■ Requirements
Give every entry again, word for word.

■ Provided data
[START]

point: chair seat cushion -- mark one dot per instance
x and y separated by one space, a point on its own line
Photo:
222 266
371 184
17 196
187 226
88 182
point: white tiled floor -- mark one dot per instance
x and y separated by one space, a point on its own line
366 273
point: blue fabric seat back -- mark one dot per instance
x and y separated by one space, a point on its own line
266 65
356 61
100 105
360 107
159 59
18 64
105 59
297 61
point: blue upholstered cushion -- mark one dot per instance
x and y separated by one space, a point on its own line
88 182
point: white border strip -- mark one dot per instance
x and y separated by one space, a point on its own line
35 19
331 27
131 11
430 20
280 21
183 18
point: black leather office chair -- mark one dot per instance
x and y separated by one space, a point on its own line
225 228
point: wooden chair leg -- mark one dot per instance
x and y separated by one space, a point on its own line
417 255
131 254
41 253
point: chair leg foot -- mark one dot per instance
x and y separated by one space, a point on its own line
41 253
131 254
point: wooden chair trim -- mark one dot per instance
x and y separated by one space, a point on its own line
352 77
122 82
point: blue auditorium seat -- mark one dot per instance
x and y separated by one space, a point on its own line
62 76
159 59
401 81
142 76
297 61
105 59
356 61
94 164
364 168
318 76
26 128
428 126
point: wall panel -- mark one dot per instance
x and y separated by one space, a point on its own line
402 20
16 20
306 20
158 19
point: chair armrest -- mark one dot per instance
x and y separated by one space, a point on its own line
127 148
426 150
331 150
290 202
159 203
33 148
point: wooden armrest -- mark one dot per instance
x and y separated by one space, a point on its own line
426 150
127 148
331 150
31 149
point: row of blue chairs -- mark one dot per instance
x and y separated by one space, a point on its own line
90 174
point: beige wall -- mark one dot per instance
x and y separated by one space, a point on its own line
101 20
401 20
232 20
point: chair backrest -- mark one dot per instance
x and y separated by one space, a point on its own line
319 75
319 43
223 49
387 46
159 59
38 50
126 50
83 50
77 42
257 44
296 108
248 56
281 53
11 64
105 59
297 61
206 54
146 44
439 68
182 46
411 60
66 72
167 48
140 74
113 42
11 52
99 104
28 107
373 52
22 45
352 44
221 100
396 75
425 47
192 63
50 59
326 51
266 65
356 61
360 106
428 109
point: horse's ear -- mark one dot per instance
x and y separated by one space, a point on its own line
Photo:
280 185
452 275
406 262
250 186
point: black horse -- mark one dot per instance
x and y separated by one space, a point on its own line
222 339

[END]

■ Result
point: chair seat cushion -- mark one dot per instance
x and y separated by one space, a point on its own line
Photo:
222 266
371 184
17 196
187 226
88 182
point: white tiled floor -- mark one dot per instance
x and y separated by one space, a point on its own line
366 273
point: blue fabric seat back -- mark one dot per instance
x and y separated by one space, a point on its own line
266 65
356 61
100 105
360 107
159 59
18 64
105 59
297 61
point: blue upholstered cushion -- mark one dot per instance
x and y separated by one space, a point on its own line
88 182
point: white border strip -- mark one dot per instance
x and y separated by one space, a point on its own line
35 19
331 27
131 11
430 20
280 21
183 18
point: black leather office chair -- mark one dot per instance
x and y separated by one space, a point on its own line
225 228
point: wooden chair leg -- mark one dot per instance
x and y separated by one space, a point on its own line
417 255
131 254
41 253
point: chair leg foot -- mark one dot per instance
x and y separated by one space, a point on its own line
41 253
131 254
point: wooden chair trim -- mark one dot per instance
x and y separated by one space, a point on its own line
352 77
122 82
point: blue auditorium seat -- mark one dot per instance
x and y separated by one space, a point on its own line
62 76
159 59
401 81
142 76
297 61
105 59
356 61
94 164
364 168
318 76
26 128
428 126
point: wall panel -- mark one dot per instance
x and y separated by one space, a point on its own line
402 20
16 20
306 20
158 19
point: chair armrest -- mark one dot per instance
x and y separated by one space, a point on its own line
127 148
426 150
331 150
290 202
159 203
33 148
point: wooden armrest -- mark one dot per instance
x and y separated by one space, a point on its own line
426 150
127 148
331 150
31 149
point: row of blue chairs -- mark one dot per instance
x and y separated by one space, a point on its own line
90 174
point: beige wall -- mark one dot per instance
x and y separated by one space, a point on its own line
101 20
401 20
232 20
point: chair backrest -- mark one dot per instance
x and y separated by one space, a point on its own line
319 75
319 43
223 49
387 46
159 59
38 50
126 50
83 50
77 42
257 44
296 108
248 56
281 53
11 64
105 59
297 61
206 54
146 44
439 68
182 46
411 60
66 72
167 48
140 74
113 42
11 52
99 104
28 107
373 52
22 45
352 44
221 100
396 75
425 47
192 63
50 59
326 51
266 65
356 61
360 106
428 109
point: horse's ear -- mark one dot per instance
x and y separated by one space, a point on its own line
Photo:
280 185
452 275
406 262
250 186
point: black horse -- mark one dot per instance
x and y separated by one space, a point on its own line
222 339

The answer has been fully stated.